Conhecido – e muito querido – por sua dedicação e amor aos pobres há quase 40 anos, com o advento das redes sociais, ficou mais fácil acompanhá-lo – e amá-lo -, de qualquer lugar do país e do planeta.
Ele tem fãs e fiéis espalhados por esse mundão. O amor pelo padre Júlio aumentou também, com sua presença diária online, mas o ódio e as ameaças também: sim, tem gente que odeia as pessoas que vivem nas ruas e o trabalho humanitário que ele realiza.
Por isso, diariamente, em seu perfil no Instagram – que reúne mais de 440 mil seguidores -, podemos acompanhar o padre Júlio, os “irmãos de rua” (como ele carinhosamente os chama) e seus encontros marcados por palavras de apoio e de carinho, e pela doação de alimentos e roupas.
Também sabemos quando a paróquia precisa de ajuda pra prosseguir, seja em espécie ou em depósitos em conta (Paróquia de São Miguel Arcanjo – Banco Bradesco, agência 0299, conta corrente 034857-0, CNPJ: 63.089.825/0097-96), que, com o PIX, ficou ainda mais fácil de fazer, a partir de um real!
E, entre os diversos posts que sua equipe publica nessa rede social, padre Júlio também faz denúncias.
Cemitério de pedras
Na semana passada, em 1 de fevereiro, denunciou os “jardins de pedras” – ou “cemitérios de pedras“, talvez mais apropriado – sob os viadutos Dom Luciano Mendes de Almeida e Antônio de Paiva Monteiro, na Avenida Salim Farah Maluf, no Tatuapé, e a “poda assassina” de árvores sadias da região, ambas iniciativas da prefeitura.
A vitalidade de padre Júlio é marcante, mas, nesse dia, ele demonstrou muito cansaço e se ‘abriu’ num post no Instagram, como nunca havia feito, em imagem e texto: “Peço forca a TI, Jesus, para não sucumbir neste momento tão difícil da vida”.
Também sabemos que “a obra” é fruto de uma prática higienista conhecida como arquitetura hostil e adotada por diversas cidades no mundo para proibir que a população de rua ocupe o espaço público. Mas claro que essa prática hedionda não é privilégio do Brasil, nem da prefeitura de São Paulo, nem desta administração.
E qual foi o motivo da ação chocante? A prefeitura justificou “a obra” dizendo que foi orientada por um funcionário que já havia sido exonerado – sem revelar seu nome, nem o motivo. Mas – como comentou o jornalista Leonardo Sakamoto em sua coluna no UOL – sabemos que “o verdadeiro responsável não é anônimo: estava assistindo Palmeiras e Santos, numa aglomerada arquibancada do estádio do Maracanã, neste sábado de pandemia”.
Logo após a denúncia do religioso, a prefeitura enviou funcionários com marretas e um trator para a retirada das pedras. A poda não teve repercussão na imprensa, já as pedras, sim!

Dados de localização de pontos
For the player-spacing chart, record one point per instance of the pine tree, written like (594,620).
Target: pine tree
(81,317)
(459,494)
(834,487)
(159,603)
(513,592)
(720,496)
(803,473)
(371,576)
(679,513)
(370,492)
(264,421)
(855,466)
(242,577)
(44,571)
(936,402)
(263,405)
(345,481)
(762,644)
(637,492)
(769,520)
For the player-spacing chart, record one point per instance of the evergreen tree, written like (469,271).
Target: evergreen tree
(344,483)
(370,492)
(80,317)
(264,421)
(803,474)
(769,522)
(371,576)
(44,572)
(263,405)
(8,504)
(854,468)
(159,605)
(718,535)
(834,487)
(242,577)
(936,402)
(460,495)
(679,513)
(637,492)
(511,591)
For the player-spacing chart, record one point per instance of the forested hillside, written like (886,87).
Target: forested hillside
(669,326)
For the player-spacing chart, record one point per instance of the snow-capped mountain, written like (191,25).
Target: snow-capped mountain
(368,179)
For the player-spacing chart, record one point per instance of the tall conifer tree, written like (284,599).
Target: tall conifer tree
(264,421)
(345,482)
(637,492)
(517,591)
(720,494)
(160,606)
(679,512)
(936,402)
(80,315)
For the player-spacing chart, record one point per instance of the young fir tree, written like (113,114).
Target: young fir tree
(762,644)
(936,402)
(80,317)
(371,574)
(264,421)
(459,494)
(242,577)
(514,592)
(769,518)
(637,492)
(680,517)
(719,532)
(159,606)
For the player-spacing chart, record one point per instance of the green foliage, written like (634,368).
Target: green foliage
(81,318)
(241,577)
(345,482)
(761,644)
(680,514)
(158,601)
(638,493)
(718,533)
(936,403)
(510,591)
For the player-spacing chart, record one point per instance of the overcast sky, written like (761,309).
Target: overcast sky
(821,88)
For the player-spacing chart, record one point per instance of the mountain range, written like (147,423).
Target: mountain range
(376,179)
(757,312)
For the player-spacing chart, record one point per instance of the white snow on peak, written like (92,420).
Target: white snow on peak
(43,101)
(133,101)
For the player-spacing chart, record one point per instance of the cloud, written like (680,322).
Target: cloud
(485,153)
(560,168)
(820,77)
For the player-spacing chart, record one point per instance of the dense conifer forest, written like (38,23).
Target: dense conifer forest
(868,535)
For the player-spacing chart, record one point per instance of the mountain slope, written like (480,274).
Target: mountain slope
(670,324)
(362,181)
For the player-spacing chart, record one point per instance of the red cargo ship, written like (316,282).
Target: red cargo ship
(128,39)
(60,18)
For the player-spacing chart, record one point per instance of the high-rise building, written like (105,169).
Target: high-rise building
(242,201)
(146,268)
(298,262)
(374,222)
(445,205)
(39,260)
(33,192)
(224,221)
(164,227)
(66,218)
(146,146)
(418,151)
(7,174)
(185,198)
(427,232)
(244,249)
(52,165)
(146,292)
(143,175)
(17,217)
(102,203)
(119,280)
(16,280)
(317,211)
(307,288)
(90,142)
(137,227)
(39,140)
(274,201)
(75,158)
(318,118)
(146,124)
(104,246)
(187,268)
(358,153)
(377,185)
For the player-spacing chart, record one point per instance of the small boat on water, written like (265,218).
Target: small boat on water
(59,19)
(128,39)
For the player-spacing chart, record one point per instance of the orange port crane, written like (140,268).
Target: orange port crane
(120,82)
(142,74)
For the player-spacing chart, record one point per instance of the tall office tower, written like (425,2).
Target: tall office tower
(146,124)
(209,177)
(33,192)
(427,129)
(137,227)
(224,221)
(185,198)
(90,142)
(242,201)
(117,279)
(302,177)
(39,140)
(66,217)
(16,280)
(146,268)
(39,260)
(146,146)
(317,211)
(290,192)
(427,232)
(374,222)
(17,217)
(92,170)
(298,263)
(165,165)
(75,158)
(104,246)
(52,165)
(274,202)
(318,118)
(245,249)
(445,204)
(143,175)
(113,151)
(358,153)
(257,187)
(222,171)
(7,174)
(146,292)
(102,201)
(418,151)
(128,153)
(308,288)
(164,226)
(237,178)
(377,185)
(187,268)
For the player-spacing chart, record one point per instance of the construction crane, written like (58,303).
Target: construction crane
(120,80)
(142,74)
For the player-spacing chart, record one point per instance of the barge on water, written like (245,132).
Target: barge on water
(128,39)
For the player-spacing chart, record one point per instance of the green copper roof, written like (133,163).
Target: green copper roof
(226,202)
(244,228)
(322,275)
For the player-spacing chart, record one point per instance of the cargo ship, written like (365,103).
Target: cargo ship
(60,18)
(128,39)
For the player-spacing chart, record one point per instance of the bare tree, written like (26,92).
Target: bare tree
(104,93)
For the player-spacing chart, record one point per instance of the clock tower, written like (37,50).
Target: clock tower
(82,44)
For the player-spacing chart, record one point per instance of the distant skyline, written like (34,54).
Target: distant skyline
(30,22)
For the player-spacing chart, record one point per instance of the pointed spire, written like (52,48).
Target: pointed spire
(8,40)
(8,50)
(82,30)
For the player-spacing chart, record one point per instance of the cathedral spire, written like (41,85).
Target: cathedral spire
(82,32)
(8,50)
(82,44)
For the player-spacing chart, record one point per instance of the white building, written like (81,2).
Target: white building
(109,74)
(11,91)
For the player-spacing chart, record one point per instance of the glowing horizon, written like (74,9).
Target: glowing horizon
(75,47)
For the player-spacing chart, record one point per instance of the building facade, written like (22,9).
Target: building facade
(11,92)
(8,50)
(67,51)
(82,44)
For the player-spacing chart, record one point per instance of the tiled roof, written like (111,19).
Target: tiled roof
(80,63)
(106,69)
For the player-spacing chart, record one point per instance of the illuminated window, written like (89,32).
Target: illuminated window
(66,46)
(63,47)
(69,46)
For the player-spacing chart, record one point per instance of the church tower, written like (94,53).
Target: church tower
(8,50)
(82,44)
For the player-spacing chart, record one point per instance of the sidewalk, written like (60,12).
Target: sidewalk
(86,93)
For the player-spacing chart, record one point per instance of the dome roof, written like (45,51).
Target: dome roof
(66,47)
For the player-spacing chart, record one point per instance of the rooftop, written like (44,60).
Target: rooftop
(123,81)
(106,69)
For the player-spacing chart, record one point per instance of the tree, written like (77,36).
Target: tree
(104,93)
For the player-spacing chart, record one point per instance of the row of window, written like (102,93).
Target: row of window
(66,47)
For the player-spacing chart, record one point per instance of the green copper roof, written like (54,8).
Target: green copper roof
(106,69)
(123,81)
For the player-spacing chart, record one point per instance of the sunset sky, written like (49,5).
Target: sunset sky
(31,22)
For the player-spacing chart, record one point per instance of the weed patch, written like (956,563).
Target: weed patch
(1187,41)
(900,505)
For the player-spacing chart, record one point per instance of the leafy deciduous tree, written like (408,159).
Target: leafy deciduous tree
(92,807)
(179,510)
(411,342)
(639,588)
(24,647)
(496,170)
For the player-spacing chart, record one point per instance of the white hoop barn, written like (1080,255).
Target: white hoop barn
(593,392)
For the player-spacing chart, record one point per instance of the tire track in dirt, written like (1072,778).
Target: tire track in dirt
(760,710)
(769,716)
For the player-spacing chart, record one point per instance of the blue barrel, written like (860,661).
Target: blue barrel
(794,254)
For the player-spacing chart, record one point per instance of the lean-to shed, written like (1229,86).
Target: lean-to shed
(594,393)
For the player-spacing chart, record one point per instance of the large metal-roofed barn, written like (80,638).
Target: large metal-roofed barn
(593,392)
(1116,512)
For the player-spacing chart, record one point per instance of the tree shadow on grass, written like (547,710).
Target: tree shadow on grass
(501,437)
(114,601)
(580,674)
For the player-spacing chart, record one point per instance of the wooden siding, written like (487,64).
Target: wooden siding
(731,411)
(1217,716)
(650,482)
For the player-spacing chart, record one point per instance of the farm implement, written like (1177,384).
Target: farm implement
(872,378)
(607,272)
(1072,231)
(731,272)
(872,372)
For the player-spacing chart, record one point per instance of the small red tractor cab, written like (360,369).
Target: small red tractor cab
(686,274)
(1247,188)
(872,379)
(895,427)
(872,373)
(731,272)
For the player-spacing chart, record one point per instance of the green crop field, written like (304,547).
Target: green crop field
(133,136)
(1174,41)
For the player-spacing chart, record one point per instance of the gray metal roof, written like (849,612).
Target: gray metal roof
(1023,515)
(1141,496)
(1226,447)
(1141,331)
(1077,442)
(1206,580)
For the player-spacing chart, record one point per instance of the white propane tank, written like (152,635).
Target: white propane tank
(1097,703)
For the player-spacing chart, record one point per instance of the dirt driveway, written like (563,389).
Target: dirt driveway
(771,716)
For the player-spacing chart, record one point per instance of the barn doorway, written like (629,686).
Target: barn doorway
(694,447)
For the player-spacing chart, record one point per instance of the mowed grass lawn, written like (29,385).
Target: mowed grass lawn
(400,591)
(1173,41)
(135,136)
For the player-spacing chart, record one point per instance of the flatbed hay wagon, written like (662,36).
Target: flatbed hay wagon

• _Questões de estudo_:
(a) De acordo com o texto sobre o padre Júlio, quantos seguidores reúne o perfil dele no Instagram?
(b) Reproduza fielmente o trecho do texto sobre o padre Júlio que vai de "Conhecido – e" até "e do planeta.".
(c) Prossiga com o texto sobre o padre Júlio a partir do ponto em que ele termina.
As entradas não são necessárias para realizar as tarefas.

• _Respostas dos exercícios_:
(a) Mais de 440 mil seguidores.

(b)
Conhecido – e muito querido – por sua dedicação e amor aos pobres há quase 40 anos, com o advento das redes sociais, ficou mais fácil acompanhá-lo – e amá-lo -, de qualquer lugar do país e do planeta.

(c)
Padre Júlio foi também. Apareceu lá no início da “limpeza”. Em dado momento, pediu uma marreta emprestada a um dos funcionários para registrar “um ato simbólico” e descolou duas pedras.
Nada fácil porque elas estavam coladas no chão. Não sei de onde ele tira tanta energia. Foi emocionante!
Repare neste diálogo do Padre Júlio com um dos funcionários da prefeitura:
– Mas por que colocaram isto?
– O senhor lembra como era isso aqui, cheio de entulho?
– Mas por que puseram?
– Por causa do lixo.
– Não, é por causa dos irmãos de rua. A visão que a gente tem e essa visão que você tá tendo, me lembra o campo de concentração de Auschwitz! É o que me lembra: um campo de concentração! É uma estrutura muito violenta, muito agressiva. Basta olhar e já agride. Eles poderiam ter posto verde, poderiam ter posto arbusto. A forma como isso foi colocado é muito agressiva e muito violenta, é anti-popular, anti-povo, anti-pobre, anti-pessoas em situação de rua“‘.
Vale assistir ao vídeo produzido por Henrique Campos, fotógrafo, documentarista e idealizador de projetos sociais, que tem acompanhado o Padre Júlio em suas andanças.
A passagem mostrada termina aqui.